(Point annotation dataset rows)
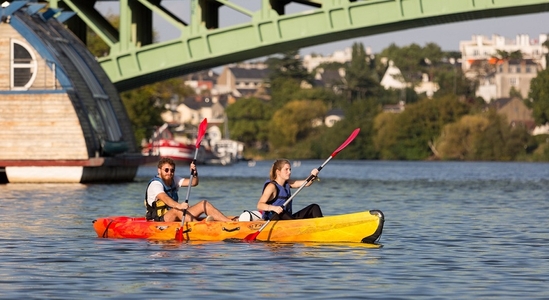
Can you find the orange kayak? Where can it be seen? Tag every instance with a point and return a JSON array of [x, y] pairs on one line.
[[365, 227]]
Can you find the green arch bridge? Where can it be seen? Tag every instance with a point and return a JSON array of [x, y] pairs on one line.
[[135, 59]]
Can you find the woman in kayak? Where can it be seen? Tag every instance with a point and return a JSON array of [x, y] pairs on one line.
[[161, 198], [276, 191]]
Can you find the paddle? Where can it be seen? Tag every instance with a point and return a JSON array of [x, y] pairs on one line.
[[253, 236], [199, 136]]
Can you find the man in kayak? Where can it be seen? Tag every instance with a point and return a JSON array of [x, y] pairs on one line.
[[161, 198], [276, 191]]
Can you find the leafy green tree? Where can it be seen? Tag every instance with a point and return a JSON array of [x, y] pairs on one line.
[[295, 121], [459, 139], [286, 75], [539, 97], [361, 80], [486, 136], [249, 120], [145, 104], [408, 135]]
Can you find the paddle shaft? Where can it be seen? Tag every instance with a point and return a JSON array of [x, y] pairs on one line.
[[349, 140], [201, 131]]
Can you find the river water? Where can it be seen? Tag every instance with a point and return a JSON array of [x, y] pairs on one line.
[[452, 231]]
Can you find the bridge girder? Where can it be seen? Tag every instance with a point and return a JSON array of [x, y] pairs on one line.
[[135, 60]]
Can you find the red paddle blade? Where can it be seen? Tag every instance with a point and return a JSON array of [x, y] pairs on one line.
[[179, 234], [201, 131], [347, 142], [251, 237]]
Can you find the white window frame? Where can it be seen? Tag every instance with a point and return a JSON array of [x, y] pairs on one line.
[[33, 65]]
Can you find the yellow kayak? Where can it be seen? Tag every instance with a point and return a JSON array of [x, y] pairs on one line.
[[365, 227]]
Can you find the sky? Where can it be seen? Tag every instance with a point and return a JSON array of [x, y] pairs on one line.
[[447, 36]]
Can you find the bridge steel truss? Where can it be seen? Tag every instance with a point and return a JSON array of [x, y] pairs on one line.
[[135, 59]]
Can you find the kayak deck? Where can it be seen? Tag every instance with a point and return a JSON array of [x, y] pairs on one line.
[[365, 227]]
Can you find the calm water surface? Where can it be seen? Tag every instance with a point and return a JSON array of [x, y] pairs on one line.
[[452, 231]]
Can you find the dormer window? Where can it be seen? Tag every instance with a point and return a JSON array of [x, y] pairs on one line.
[[23, 66]]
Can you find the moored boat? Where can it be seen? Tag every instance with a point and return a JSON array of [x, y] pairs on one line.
[[365, 227]]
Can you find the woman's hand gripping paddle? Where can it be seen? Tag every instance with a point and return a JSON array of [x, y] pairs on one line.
[[253, 236], [199, 136]]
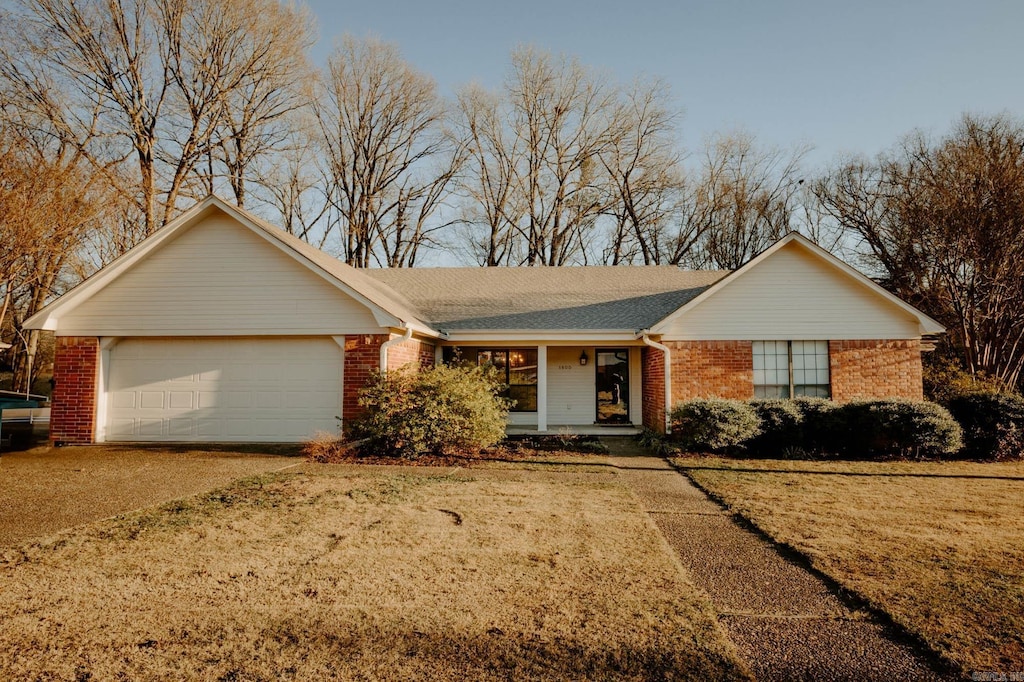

PROBLEM DETAILS: Convert the rows into a numbered list, starting with the first line of the rows and going on through the line that contains "[[447, 36]]", with blank lines omitted. Leave the pictures out of the answer.

SOLUTION:
1. Can you find the orange kayak? Where can it be seen? Tag every instance with a point and return a JSON array of [x, y] pairs on one line.
2. [[365, 227]]
3. Can you find the green arch bridge? Where can it be seen? Tag every instance with a point and return a JSON array of [x, y] pairs on one line.
4. [[135, 59]]
5. Can you find the woman in kayak? Where can it be seen? Tag every instance with a point and return a JSON array of [x, y] pairs on one line.
6. [[161, 198], [276, 191]]
7. Can you find the paddle? Where can it be seen? Tag every instance with a point and return a JSON array of [x, y] pairs on one line.
8. [[253, 236], [199, 136]]
9. Can you find the man in kayak? Where can it be seen? Tag every instance with a point and return a JSON array of [x, y] pairs on one line.
10. [[161, 198], [276, 191]]
11. Can you find the leafy green tree? Where can it be seen? Tag every instance with a point and return a JSON array of [x, y] pairs on one line.
12. [[295, 121], [459, 139], [286, 75], [539, 97], [361, 80], [486, 136], [249, 120], [145, 104], [408, 135]]
13. Can you find the paddle shaft? Where can it be seen? Tag every instance with a point and return a JSON array of [x, y] pairs on one line.
14. [[349, 140], [201, 131]]
15. Can you find the river water? Where can it be seen? Tag every instance with a point and return a JSON array of [x, y] pairs on one line.
16. [[452, 231]]
17. Can you find the bridge girder? Where can it be seen? Tag every instance with a point and return a JSON array of [x, y] pairs on one line.
18. [[135, 60]]
19. Can you find the red paddle blade? Where can it be seen? Tag every instance with a point and return a JSON array of [x, y] pairs on one line.
20. [[179, 234], [201, 131], [347, 142], [251, 237]]
21. Can you find the white window frame? Where can it be seen? Tag every instance with a point and return a JSON array of [x, y] pairs on one line.
22. [[33, 65]]
23. Can you find the yellow kayak? Where can it be seen? Tag every instance with a point and return a JSON array of [x, y] pairs on one line.
24. [[365, 227]]
25. Can you find the sky? Where can it be seen? Tag every instance with a point and return a JSON array of [x, y] pairs on one line.
26. [[447, 36]]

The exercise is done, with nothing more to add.